--- Listagem de origem ---

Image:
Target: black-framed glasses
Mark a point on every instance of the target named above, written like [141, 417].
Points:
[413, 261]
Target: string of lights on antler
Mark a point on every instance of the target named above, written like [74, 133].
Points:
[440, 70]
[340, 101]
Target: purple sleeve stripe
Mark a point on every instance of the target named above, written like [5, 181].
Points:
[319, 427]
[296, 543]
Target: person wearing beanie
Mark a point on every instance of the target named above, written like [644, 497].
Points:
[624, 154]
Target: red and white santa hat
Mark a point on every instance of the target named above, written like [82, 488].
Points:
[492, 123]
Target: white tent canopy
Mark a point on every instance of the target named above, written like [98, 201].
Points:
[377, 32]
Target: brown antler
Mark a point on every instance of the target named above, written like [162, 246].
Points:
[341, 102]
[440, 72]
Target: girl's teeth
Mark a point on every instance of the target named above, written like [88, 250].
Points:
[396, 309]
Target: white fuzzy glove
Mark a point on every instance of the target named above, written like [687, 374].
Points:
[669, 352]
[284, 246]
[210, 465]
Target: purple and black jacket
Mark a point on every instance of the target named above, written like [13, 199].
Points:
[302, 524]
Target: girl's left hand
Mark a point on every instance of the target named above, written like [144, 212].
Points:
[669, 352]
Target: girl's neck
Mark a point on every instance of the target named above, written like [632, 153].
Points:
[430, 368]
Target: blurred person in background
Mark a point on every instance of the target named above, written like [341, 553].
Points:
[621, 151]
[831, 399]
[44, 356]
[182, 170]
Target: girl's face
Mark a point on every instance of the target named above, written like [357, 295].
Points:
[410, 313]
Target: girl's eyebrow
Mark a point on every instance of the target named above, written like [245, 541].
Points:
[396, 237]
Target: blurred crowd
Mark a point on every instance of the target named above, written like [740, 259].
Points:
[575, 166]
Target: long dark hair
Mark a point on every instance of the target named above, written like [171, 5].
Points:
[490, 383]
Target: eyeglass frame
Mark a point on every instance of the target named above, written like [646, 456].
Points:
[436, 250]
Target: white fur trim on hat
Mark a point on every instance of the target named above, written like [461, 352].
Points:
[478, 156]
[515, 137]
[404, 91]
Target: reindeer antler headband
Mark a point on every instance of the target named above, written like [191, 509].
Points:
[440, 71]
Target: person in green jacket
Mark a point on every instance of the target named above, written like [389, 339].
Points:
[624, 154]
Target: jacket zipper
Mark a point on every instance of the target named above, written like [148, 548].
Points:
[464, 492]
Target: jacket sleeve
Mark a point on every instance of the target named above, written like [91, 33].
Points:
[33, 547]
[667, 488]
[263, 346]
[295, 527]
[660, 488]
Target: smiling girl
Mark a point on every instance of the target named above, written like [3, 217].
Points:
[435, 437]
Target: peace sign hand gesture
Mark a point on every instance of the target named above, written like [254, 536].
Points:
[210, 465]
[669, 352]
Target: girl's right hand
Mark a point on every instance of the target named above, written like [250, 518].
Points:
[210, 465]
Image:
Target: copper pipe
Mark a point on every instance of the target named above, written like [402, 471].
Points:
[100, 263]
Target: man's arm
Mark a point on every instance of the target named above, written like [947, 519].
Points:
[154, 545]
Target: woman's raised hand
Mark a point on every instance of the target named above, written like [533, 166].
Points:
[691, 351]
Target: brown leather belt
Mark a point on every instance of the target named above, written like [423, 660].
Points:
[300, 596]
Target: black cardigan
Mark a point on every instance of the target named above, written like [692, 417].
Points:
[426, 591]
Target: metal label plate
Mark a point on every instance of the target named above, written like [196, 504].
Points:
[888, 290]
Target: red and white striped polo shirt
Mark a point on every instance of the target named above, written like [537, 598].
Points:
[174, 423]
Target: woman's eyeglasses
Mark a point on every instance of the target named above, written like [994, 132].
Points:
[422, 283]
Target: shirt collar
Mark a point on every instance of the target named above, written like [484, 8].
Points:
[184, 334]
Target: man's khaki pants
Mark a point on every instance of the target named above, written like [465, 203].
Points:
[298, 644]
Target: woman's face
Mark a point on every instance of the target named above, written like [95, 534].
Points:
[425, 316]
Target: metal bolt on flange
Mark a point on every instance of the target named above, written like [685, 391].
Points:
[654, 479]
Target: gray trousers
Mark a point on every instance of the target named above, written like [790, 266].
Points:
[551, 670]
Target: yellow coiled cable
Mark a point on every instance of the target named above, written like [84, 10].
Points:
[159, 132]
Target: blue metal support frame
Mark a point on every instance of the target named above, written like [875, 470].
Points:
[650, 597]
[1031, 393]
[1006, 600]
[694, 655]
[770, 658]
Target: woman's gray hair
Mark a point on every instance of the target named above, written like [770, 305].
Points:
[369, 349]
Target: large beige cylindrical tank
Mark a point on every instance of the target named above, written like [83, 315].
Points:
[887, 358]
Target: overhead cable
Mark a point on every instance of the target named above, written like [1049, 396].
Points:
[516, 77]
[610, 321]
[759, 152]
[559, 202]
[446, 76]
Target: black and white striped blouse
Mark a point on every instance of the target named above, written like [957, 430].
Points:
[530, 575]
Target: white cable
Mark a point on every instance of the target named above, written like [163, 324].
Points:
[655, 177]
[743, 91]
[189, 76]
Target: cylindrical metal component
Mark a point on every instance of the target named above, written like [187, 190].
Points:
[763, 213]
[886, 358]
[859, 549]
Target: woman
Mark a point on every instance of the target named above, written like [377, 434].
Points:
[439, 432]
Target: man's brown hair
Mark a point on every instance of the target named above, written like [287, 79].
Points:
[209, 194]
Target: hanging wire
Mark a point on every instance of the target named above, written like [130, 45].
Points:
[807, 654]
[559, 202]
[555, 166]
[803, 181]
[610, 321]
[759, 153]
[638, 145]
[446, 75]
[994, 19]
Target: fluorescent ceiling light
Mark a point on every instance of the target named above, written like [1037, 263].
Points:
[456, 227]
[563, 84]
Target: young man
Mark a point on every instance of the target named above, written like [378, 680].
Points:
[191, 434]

---

Enunciado da tarefa =>
Transcreva a listagem acima por completo, sem alterar nenhuma palavra, número ou sinal.

Resposta do exercício =>
Image:
Target: black-framed glasses
Mark a point on every instance of the target named above, written like [141, 417].
Points:
[413, 261]
Target: string of lights on antler
Mark a point on every instance of the target named above, written like [74, 133].
Points:
[440, 70]
[340, 101]
Target: purple sleeve stripe
Mark a point on every instance of the target named above, written like [5, 181].
Points:
[319, 427]
[296, 543]
Target: person wearing beanie
Mark a point on every instance of the target named above, written like [644, 497].
Points:
[624, 154]
Target: red and white santa hat
Mark a point on every instance of the target named above, written like [82, 488].
Points:
[492, 123]
Target: white tent canopy
Mark a point on every instance of the target named above, written like [98, 201].
Points:
[377, 32]
Target: brown antler
Mark a point on every instance of the target named above, written like [162, 246].
Points:
[341, 102]
[440, 72]
Target: girl's teeth
Mark a point on every instance of the target named above, written like [88, 250].
Points:
[396, 309]
Target: white fuzzy glove
Mark a point on every instance of the target named above, written like [687, 374].
Points:
[669, 352]
[284, 246]
[210, 465]
Target: purple and black jacket
Mark a point on every instance of the target named above, written like [13, 199].
Points:
[302, 524]
Target: girl's left hand
Mark a point on every instance of the target named above, written like [144, 212].
Points:
[669, 352]
Target: girl's neck
Mark a point on every instance of the target named above, written like [632, 153].
Points:
[430, 368]
Target: blurred person in background
Mark a point on every instance of the target named above, written like [341, 553].
Points:
[621, 151]
[831, 399]
[44, 356]
[182, 170]
Target: girl's face
Mark a point on every instance of the target named above, written like [357, 295].
Points:
[410, 313]
Target: girl's eyebrow
Mark a point on every instance of the target named above, written like [245, 541].
Points:
[396, 237]
Target: blurred crowd
Mark a point on every instance of the target named above, written like [740, 259].
Points:
[575, 166]
Target: long dark hair
Mark a point on every instance of the target named above, written like [171, 5].
Points:
[490, 383]
Target: eyeglass frame
Mark a point on every instance of the target named above, written like [646, 456].
Points:
[436, 250]
Target: white fur trim on hat
Mark a point on every instance of the target named above, written like [461, 352].
Points:
[478, 156]
[515, 137]
[404, 91]
Target: reindeer antler headband
Mark a point on every instance of the target named above, written like [191, 509].
Points:
[440, 71]
Target: person in green jacket
Mark a point on every instance of the target named above, written like [389, 339].
Points:
[624, 154]
Target: jacket zipper
Mark a point on every instance of the target named above, written like [148, 548].
Points:
[464, 492]
Target: jacket sleeve
Mark a point on every instance of the target named above, written like [91, 33].
Points:
[33, 547]
[667, 488]
[263, 346]
[295, 527]
[660, 488]
Target: smiling girl
Mark a point on every instance of the target named above, written like [3, 217].
Points:
[435, 437]
Target: peace sign hand gesture
Mark a point on every instance of the target named above, written like [254, 536].
Points:
[210, 465]
[669, 352]
Target: girl's right hand
Mark a point on every instance of the target named above, written like [250, 518].
Points:
[210, 465]
Image:
Target: copper pipe
Mark a point on every instance of the target named above, written like [402, 471].
Points:
[100, 263]
Target: man's arm
Mark a point on every instance of the target named above, written like [947, 519].
Points:
[154, 545]
Target: woman's raised hand
Mark a point on every instance of the target named above, written like [533, 166].
Points:
[691, 351]
Target: brown leather belt
Mark a point on every instance of the target named above, written like [423, 660].
Points:
[300, 596]
Target: black cardigan
Mark a point on every instance of the target named above, written like [692, 417].
Points:
[426, 591]
Target: metal label plate
Mark a point on every instance of the target named above, written like [196, 504].
Points:
[888, 290]
Target: red and white striped polo shirt
Mark a point on every instance of the target named above, written like [537, 598].
Points:
[174, 423]
Target: woman's eyeglasses
Mark a point on every instance of the target named above, written like [994, 132].
Points:
[422, 283]
Target: shirt collar
Mark a point on every instance of the target named above, written like [484, 8].
Points:
[184, 334]
Target: man's khaki pants
Mark a point on every instance of the target named above, written like [465, 203].
Points:
[298, 644]
Target: woman's face
Mark a point on every instance of the target named above, written like [95, 534].
Points:
[425, 316]
Target: metal bolt on flange
Mark a point on every instance of the target named above, written like [685, 391].
Points:
[654, 479]
Target: gray trousers
Mark a point on every instance of the target named above, written like [790, 266].
Points:
[551, 670]
Target: yellow coiled cable
Mark a point on every instance of the target named above, written like [84, 10].
Points:
[159, 132]
Target: blue metal support frame
Mark a point on every instance of the target named above, written like [875, 470].
Points:
[650, 597]
[1031, 393]
[1006, 600]
[694, 655]
[770, 658]
Target: woman's gray hair
Mark a point on every instance of the target named above, written like [770, 305].
Points:
[369, 349]
Target: large beige cylindrical tank
Mark a point on every instance of the target named above, written like [83, 315].
Points:
[887, 358]
Target: overhead cable
Mark a point on every instance of the target named above, written like [1049, 396].
Points:
[516, 77]
[610, 321]
[759, 152]
[559, 202]
[446, 76]
Target: black and white striped blouse
Mark a point on every instance of the target named above, written like [957, 430].
Points:
[530, 575]
Target: white cable
Mark a point on every instance of the target named above, written like [163, 324].
Points:
[655, 177]
[743, 91]
[189, 76]
Target: cylindrical metal component
Mark a point on every instance of the target named above, written like [187, 190].
Points:
[763, 213]
[886, 358]
[859, 549]
Target: woman
Mark a point on every instance of the target named above, written like [377, 434].
Points:
[439, 432]
Target: man's brown hair
Mark a point on every instance of the target named above, written like [287, 79].
Points:
[209, 194]
Target: hanging wire
Mark a point on every instance of the target named above, written like [130, 45].
Points:
[807, 654]
[559, 202]
[555, 166]
[803, 181]
[610, 321]
[759, 153]
[638, 145]
[446, 75]
[994, 19]
Target: fluorescent ceiling light
Mark a point on every instance of the target named above, written like [1037, 263].
Points:
[456, 227]
[563, 84]
Target: young man
Mark a point on every instance of the target named above, written like [378, 680].
Points:
[191, 434]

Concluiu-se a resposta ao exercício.